Text segment =

● ● ●

Python code is simply plain text file. You can write it in any editor that saves plain-text (e.g. Notepad) and then running this file through a python interpreter to execute it (python myPythonCode.py
).
However, using specific python editor makes life a bit easier for us. We will be using the "Spyder" editor in this tutorial, because it contains a lot of built-in tools for helping you write python. It is part of Anaconda, so you will have it on your computer. Other editors will be covered later. You can launch it from the Anaconda Navigator.
I want to draw your attention to three panels of the Spyder interface:
Write your first line of python in the traditional way by pasting the following into the IPython console:
print("Hello world")
Hello world
See the basic syntax and comments. Unlike most languages, indentation has meaning (that we'll come on to) so don't accidentally give your code different indentation.
Variables are named labels that represent values or more complex types of data. Don't make life difficult by using uninformative variable names such as my_number
- try and make your code understandable.
In python, conventionally, variables start with a lowercase letter and use the _
character to separate words. Variables names cannot start with numbers, cannot contain spaces, can only have alphanumeric characters of _
, and are case-sensitive.
There's no need to declare them in advance, you just initiate them using the =
assignment operator. If it already has a value, it will be overwritten.
Once a variable is initialised, we can easily access the value (and change it if we like). Note that variables persist, so unless you go to the Consoles
menu item and select Remove all variables
they'll all still be there.
Type the following into the IPython console in Spyder:
pet_type = "Hamster"
pet_weight_g = 47.3
pet_favourite = True
pet_num_children = 0
Print the values to screen:
print(pet_type, pet_weight_g, pet_favourite, pet_num_children)
Hamster 47.3 True 0
Now take a look at the "variable explorer".
The four variables are listed along with their (inferred) types and their values. This is one of the advantages of using a python editor.
You can also see what types of variables are, by using the built-in type()
function (also using the built-in function print()
:
print(type(pet_type))
print(type(pet_weight_g))
print(type(pet_favourite))
print(type(pet_num_children))
<class 'str'> <class 'float'> <class 'bool'> <class 'int'>
As you've seen, variables can be of different data types.
bool
is for a True
/False
Boolean value which can also be represented as 0
or 1
.
int
and float
are for whole and non-whole numbers respectively.
str
is for text. If you specify text directly in Python, it needs either single or double quotes around it.
A list
is a collection of values that is ordered (i.e. a sequence) and for which you can change the values. Values can be any data type (even list
s!) but normally they'd be of the same type. Square brackets are used to create, access and change values in lists. List indexes start from zero, so fruits[1]
is the second item.

● ● ●

Entries shown =
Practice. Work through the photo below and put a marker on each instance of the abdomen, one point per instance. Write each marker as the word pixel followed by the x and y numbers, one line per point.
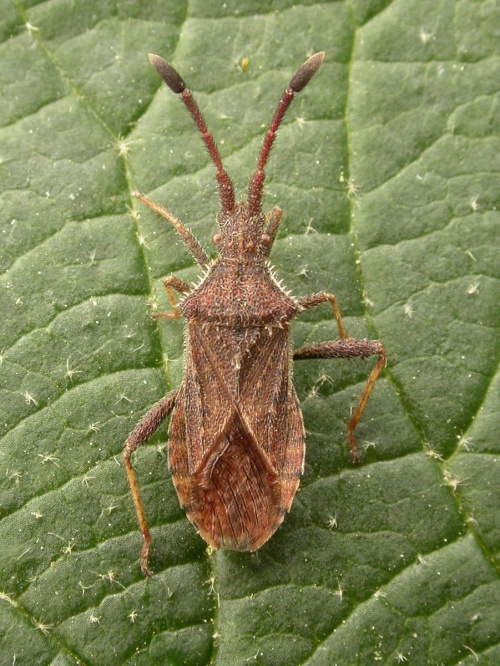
pixel 236 438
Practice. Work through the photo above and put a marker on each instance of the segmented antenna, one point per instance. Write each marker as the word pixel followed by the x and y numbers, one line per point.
pixel 302 77
pixel 177 85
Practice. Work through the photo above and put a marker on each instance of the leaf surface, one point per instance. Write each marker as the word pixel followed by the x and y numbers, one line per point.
pixel 386 168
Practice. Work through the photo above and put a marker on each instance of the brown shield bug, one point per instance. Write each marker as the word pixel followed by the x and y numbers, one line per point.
pixel 236 436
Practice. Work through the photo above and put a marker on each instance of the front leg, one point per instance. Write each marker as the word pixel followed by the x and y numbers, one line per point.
pixel 181 287
pixel 142 432
pixel 345 348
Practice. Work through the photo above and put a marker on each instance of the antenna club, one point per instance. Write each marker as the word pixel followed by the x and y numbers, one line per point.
pixel 170 76
pixel 305 73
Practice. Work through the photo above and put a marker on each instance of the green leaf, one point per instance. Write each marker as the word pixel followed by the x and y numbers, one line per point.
pixel 387 169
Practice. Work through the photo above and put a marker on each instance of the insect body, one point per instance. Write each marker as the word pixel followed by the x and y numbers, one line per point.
pixel 236 436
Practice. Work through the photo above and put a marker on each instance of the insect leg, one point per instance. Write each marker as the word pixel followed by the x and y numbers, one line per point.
pixel 321 297
pixel 170 284
pixel 349 348
pixel 142 432
pixel 189 240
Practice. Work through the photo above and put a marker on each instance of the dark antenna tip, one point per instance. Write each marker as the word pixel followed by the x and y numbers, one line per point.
pixel 168 74
pixel 305 73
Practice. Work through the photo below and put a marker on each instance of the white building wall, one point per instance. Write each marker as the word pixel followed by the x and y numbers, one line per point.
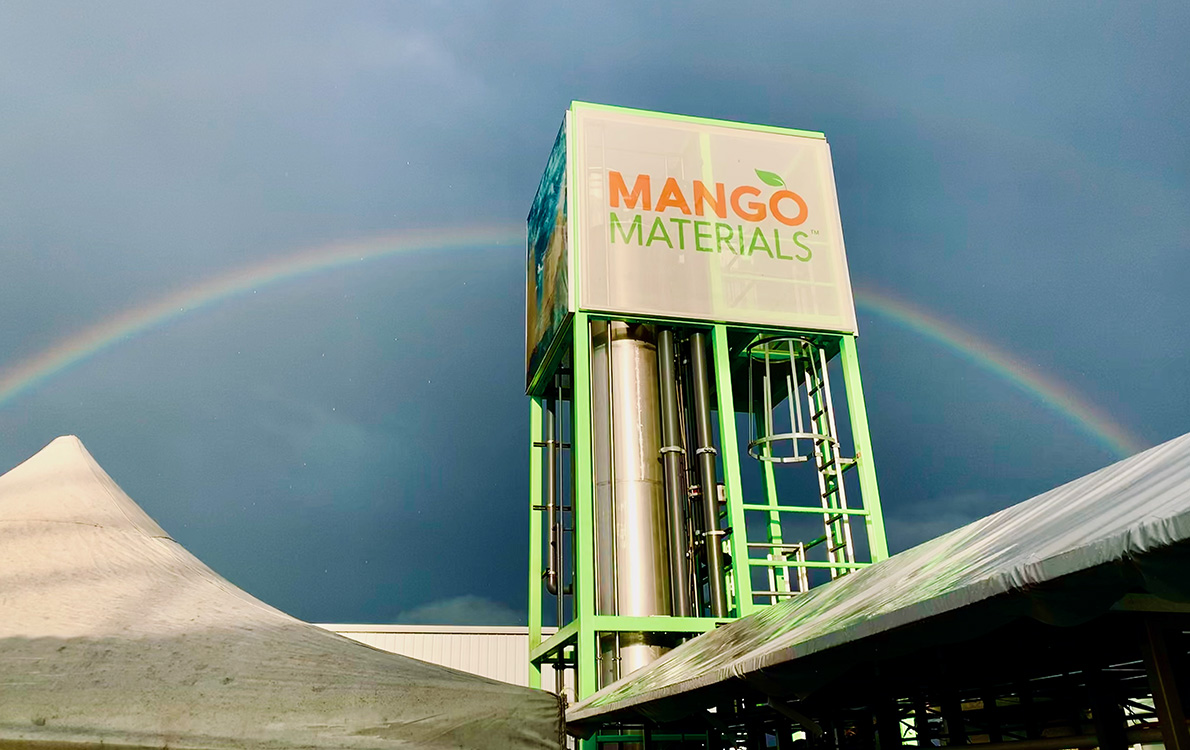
pixel 489 651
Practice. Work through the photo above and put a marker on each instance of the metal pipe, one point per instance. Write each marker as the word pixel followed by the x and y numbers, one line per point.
pixel 675 475
pixel 707 479
pixel 551 494
pixel 630 494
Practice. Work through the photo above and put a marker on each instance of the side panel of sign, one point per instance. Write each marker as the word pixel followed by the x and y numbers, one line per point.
pixel 708 222
pixel 546 299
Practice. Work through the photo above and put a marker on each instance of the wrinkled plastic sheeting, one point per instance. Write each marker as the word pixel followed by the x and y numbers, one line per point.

● ● ●

Can you repeat the Python tutorial starting with "Variables are named" and going on through "and are case-sensitive.", but switch "spaces" to "hyphens"?

Variables are named labels that represent values or more complex types of data. Don't make life difficult by using uninformative variable names such as my_number
- try and make your code understandable.
In python, conventionally, variables start with a lowercase letter and use the _
character to separate words. Variables names cannot start with numbers, cannot contain hyphens, can only have alphanumeric characters of _
, and are case-sensitive.